::: Records for this exercise

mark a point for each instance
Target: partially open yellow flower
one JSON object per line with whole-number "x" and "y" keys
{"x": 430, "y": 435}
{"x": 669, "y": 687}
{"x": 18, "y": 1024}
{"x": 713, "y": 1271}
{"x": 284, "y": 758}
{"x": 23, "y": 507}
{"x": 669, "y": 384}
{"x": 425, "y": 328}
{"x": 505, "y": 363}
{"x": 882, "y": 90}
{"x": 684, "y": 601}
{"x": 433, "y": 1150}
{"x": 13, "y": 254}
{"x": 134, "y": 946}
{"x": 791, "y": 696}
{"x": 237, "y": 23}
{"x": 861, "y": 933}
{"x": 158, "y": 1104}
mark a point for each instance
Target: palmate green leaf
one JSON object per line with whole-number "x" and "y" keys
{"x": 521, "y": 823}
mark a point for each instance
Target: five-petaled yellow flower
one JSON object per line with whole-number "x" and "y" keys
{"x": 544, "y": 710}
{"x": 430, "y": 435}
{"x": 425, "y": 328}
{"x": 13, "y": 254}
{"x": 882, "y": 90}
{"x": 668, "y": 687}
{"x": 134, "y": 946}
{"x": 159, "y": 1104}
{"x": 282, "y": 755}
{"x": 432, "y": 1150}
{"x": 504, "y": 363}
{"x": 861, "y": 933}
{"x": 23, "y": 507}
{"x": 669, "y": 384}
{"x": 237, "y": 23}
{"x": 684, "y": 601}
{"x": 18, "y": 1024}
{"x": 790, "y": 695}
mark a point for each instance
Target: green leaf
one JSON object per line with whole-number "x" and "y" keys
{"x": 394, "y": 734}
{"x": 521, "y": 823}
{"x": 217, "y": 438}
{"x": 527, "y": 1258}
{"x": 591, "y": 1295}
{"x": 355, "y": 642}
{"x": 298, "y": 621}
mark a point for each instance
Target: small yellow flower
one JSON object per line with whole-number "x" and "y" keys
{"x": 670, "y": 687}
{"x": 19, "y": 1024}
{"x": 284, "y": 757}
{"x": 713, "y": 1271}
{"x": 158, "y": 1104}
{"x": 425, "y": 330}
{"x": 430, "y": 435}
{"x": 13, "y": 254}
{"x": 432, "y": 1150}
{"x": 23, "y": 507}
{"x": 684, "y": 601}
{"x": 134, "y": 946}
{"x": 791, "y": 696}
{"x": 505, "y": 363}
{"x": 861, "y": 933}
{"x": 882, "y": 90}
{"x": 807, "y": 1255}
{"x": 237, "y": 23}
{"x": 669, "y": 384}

::::::

--- What you need to do ---
Every entry above must be copied exactly.

--- Solution to this exercise ---
mark a point for each instance
Target: partially open yellow flower
one JSON object per line with whole-number "x" and "y" keys
{"x": 430, "y": 435}
{"x": 669, "y": 687}
{"x": 18, "y": 1024}
{"x": 713, "y": 1271}
{"x": 284, "y": 758}
{"x": 23, "y": 507}
{"x": 669, "y": 384}
{"x": 425, "y": 328}
{"x": 505, "y": 363}
{"x": 882, "y": 90}
{"x": 684, "y": 601}
{"x": 433, "y": 1150}
{"x": 13, "y": 254}
{"x": 134, "y": 946}
{"x": 791, "y": 696}
{"x": 237, "y": 23}
{"x": 861, "y": 933}
{"x": 158, "y": 1104}
mark a point for each instance
Target: palmate green leaf
one JSON object per line with whole-number "x" and "y" keys
{"x": 521, "y": 823}
mark a point for each instance
Target: five-petaled yellow flower
one JSON object per line with whole-number "x" and "y" keys
{"x": 544, "y": 710}
{"x": 430, "y": 435}
{"x": 425, "y": 328}
{"x": 13, "y": 254}
{"x": 882, "y": 90}
{"x": 668, "y": 687}
{"x": 134, "y": 946}
{"x": 159, "y": 1104}
{"x": 282, "y": 755}
{"x": 432, "y": 1150}
{"x": 504, "y": 363}
{"x": 861, "y": 933}
{"x": 23, "y": 507}
{"x": 669, "y": 384}
{"x": 237, "y": 23}
{"x": 684, "y": 601}
{"x": 18, "y": 1024}
{"x": 790, "y": 695}
mark a point for each instance
Target: green leaf
one JSON object per line with whole-number "x" and "y" keys
{"x": 394, "y": 734}
{"x": 521, "y": 823}
{"x": 217, "y": 438}
{"x": 527, "y": 1258}
{"x": 591, "y": 1295}
{"x": 355, "y": 642}
{"x": 298, "y": 621}
mark a point for each instance
Target: small yellow flower
one JSON object per line with whole-number "x" and "y" keys
{"x": 670, "y": 687}
{"x": 19, "y": 1024}
{"x": 284, "y": 757}
{"x": 713, "y": 1271}
{"x": 158, "y": 1104}
{"x": 425, "y": 330}
{"x": 430, "y": 435}
{"x": 13, "y": 254}
{"x": 432, "y": 1150}
{"x": 23, "y": 507}
{"x": 684, "y": 601}
{"x": 134, "y": 946}
{"x": 791, "y": 696}
{"x": 505, "y": 363}
{"x": 861, "y": 933}
{"x": 882, "y": 90}
{"x": 807, "y": 1255}
{"x": 237, "y": 23}
{"x": 669, "y": 384}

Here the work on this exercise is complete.